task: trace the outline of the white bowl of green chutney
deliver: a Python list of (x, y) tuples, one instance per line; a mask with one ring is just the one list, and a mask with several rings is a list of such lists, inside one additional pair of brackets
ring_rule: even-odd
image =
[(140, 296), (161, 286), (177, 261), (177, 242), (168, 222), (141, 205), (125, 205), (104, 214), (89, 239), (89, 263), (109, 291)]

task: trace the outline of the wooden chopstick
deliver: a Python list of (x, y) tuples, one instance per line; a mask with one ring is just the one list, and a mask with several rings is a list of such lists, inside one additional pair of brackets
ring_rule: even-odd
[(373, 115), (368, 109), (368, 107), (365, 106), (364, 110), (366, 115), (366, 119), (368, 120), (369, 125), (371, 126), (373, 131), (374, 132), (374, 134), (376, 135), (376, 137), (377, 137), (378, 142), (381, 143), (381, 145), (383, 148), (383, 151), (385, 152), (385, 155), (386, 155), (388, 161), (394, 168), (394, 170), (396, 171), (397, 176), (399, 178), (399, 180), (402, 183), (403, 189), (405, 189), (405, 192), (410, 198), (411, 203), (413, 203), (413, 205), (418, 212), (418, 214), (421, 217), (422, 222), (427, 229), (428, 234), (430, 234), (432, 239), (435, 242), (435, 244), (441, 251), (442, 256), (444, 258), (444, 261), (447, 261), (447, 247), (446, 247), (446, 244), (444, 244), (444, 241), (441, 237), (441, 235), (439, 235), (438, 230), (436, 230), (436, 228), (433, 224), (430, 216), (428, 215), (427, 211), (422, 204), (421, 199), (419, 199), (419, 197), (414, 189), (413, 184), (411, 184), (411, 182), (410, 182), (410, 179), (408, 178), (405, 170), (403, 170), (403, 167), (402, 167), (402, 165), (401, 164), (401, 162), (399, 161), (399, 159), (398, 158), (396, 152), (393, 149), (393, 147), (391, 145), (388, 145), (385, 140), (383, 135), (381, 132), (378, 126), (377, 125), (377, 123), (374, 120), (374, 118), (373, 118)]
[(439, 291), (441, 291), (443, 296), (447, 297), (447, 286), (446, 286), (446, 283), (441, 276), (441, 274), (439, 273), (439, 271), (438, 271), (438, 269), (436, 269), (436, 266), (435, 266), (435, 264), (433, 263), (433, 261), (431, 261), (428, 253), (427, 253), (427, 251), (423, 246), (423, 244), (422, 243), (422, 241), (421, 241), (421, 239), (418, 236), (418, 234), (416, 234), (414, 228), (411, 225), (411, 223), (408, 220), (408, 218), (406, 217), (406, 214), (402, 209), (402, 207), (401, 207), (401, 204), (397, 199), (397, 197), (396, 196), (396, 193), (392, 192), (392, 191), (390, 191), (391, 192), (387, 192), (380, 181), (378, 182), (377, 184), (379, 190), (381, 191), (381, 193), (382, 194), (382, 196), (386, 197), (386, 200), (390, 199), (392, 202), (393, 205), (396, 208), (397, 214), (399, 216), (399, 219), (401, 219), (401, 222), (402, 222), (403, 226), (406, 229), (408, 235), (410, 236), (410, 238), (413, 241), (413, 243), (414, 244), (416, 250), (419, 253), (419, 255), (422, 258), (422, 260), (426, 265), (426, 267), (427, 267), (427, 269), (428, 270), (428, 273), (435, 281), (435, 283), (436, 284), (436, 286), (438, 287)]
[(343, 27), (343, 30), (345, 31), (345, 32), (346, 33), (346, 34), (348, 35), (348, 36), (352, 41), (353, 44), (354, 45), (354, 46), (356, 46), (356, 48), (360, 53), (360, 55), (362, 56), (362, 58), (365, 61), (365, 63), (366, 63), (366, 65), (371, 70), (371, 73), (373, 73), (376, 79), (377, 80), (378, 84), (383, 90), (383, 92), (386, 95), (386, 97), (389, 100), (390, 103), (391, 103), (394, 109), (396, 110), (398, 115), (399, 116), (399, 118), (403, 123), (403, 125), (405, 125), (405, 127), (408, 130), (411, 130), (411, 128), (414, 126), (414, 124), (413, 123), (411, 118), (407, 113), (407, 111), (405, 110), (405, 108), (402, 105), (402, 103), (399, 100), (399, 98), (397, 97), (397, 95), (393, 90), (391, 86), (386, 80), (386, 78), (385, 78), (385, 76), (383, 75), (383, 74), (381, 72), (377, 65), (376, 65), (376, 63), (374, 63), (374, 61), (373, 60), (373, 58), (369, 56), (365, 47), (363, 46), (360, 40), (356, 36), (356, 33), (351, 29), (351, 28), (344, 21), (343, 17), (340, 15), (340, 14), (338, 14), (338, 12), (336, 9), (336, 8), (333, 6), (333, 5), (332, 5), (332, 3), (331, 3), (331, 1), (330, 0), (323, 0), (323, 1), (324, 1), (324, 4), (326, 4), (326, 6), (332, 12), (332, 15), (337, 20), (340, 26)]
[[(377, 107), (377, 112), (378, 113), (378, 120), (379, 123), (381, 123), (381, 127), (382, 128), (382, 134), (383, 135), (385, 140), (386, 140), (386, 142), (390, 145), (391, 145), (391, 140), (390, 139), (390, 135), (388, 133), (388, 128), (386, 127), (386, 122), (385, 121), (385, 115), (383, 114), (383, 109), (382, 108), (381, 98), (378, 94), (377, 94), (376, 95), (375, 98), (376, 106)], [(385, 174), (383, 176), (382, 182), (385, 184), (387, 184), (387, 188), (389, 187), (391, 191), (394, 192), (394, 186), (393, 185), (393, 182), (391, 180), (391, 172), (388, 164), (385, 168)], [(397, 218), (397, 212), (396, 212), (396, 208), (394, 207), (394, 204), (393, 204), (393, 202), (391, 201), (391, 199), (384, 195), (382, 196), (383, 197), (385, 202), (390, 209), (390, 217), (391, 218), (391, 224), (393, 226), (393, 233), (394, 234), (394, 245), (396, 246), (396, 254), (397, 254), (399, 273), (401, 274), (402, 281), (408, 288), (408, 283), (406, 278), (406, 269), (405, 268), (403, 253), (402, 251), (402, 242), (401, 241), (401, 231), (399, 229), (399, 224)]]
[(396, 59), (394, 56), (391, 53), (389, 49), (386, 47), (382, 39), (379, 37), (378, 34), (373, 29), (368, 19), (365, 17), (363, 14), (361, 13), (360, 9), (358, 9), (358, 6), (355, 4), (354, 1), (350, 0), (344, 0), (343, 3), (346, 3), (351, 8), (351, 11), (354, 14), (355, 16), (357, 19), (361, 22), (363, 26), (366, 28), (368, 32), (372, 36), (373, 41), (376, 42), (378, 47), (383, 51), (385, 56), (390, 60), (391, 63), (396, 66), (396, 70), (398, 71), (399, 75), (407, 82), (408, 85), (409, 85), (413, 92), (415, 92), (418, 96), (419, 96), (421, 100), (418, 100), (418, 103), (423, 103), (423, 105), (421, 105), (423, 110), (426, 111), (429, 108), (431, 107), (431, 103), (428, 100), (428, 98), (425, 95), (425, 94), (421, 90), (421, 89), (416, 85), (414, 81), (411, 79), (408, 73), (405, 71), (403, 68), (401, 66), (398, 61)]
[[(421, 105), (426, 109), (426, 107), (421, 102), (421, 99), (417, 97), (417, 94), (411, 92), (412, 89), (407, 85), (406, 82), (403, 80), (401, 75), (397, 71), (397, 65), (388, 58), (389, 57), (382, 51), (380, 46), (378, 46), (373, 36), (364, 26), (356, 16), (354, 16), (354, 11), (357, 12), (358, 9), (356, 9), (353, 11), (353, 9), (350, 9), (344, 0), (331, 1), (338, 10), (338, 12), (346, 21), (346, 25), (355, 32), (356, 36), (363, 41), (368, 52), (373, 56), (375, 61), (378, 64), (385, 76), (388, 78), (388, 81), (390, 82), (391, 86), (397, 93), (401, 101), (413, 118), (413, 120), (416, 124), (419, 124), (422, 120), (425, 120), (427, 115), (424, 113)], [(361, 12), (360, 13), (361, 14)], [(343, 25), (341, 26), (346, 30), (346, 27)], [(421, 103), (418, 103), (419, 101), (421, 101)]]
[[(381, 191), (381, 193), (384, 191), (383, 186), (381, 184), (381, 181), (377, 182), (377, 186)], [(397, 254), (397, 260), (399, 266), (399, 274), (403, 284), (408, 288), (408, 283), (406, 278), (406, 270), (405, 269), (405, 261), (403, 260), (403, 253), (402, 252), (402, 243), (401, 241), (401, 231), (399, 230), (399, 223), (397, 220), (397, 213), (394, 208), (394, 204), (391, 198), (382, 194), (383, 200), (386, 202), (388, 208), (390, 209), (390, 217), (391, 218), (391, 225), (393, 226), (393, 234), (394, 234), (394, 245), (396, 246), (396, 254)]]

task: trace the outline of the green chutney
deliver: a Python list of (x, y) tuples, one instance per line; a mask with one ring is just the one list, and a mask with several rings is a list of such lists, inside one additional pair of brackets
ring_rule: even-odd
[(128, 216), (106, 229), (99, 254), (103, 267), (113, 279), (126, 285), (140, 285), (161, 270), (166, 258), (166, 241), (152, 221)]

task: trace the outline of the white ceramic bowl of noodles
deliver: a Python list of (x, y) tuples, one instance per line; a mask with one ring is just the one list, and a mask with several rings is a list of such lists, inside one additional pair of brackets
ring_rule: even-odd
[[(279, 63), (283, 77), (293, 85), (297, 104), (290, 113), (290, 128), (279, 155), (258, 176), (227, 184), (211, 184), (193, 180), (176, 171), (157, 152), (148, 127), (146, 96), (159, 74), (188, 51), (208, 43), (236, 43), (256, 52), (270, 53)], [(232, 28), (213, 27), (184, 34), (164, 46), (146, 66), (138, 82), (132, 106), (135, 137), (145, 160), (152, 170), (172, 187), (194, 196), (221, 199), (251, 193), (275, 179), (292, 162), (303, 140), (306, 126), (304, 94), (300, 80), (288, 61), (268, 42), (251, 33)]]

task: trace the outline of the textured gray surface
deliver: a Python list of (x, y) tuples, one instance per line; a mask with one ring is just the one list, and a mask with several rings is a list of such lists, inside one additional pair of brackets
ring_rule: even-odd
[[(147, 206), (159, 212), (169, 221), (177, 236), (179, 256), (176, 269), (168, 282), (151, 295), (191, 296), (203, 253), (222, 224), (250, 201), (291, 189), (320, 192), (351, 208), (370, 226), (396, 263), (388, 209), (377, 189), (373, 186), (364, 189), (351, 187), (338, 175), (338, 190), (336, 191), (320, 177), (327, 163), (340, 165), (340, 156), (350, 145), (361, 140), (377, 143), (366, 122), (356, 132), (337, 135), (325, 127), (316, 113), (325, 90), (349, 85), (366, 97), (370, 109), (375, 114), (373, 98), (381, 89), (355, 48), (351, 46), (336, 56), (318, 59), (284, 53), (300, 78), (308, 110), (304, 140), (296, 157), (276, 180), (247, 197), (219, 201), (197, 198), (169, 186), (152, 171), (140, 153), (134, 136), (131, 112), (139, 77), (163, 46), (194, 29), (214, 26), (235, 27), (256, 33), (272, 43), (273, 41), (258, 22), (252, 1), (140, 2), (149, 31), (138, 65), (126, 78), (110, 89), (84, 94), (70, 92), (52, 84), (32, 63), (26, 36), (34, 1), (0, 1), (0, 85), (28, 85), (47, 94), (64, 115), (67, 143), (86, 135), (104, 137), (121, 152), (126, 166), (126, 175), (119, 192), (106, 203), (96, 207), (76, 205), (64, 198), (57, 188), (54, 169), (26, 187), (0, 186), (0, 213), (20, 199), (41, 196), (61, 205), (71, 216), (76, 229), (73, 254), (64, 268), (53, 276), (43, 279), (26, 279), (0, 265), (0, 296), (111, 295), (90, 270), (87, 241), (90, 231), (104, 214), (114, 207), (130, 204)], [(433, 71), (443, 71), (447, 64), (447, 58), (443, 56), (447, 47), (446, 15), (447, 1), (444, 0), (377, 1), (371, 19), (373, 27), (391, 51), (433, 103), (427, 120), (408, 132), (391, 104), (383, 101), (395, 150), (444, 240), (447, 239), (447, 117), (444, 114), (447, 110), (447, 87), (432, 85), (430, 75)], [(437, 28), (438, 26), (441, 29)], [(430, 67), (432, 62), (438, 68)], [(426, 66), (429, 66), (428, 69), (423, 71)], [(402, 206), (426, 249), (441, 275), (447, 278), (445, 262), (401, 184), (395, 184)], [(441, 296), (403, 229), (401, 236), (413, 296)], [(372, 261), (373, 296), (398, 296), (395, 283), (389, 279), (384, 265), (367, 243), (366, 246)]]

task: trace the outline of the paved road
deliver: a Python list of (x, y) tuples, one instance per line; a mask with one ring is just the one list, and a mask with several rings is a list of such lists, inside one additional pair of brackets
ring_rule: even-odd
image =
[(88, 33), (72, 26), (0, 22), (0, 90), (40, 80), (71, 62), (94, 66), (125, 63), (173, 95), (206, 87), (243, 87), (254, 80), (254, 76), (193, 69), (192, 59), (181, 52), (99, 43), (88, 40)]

######

> _Aim of the exercise_
Convert the lines of the records from the one containing "task: trace the outline of the wooden" through the one containing "118), (373, 118)]" into a Markdown table with columns Row and Text. Give one numbered row per line, skip blank lines, and include no other lines.

> _Written reply_
| Row | Text |
|---|---|
| 1 | task: trace the outline of the wooden chopstick |
| 2 | deliver: a Python list of (x, y) tuples, one instance per line; a mask with one ring is just the one list, and a mask with several rings is a list of such lists, inside one additional pair of brackets |
| 3 | ring_rule: even-odd |
| 4 | [(373, 115), (368, 109), (368, 107), (365, 106), (364, 110), (366, 115), (366, 119), (368, 120), (369, 125), (371, 126), (373, 131), (374, 132), (374, 134), (376, 135), (376, 137), (377, 137), (378, 142), (381, 143), (381, 145), (383, 148), (383, 151), (385, 152), (385, 155), (386, 155), (388, 161), (394, 168), (394, 170), (396, 171), (397, 176), (399, 178), (399, 180), (402, 183), (403, 189), (405, 189), (405, 192), (410, 198), (411, 203), (413, 203), (413, 205), (418, 212), (418, 214), (421, 217), (422, 222), (427, 229), (428, 234), (430, 234), (432, 239), (435, 242), (435, 244), (441, 251), (442, 256), (444, 258), (444, 261), (447, 261), (447, 247), (446, 247), (446, 244), (444, 244), (444, 241), (441, 237), (441, 235), (439, 235), (438, 230), (436, 230), (436, 228), (433, 224), (430, 216), (428, 215), (427, 211), (422, 204), (421, 199), (419, 199), (419, 197), (414, 189), (413, 184), (411, 184), (411, 182), (410, 182), (410, 179), (408, 178), (405, 170), (403, 170), (403, 167), (402, 167), (402, 165), (401, 164), (401, 162), (399, 161), (399, 159), (398, 158), (396, 152), (393, 149), (393, 147), (391, 145), (388, 145), (385, 140), (383, 135), (381, 132), (378, 126), (377, 125), (377, 123), (374, 120), (374, 118), (373, 118)] |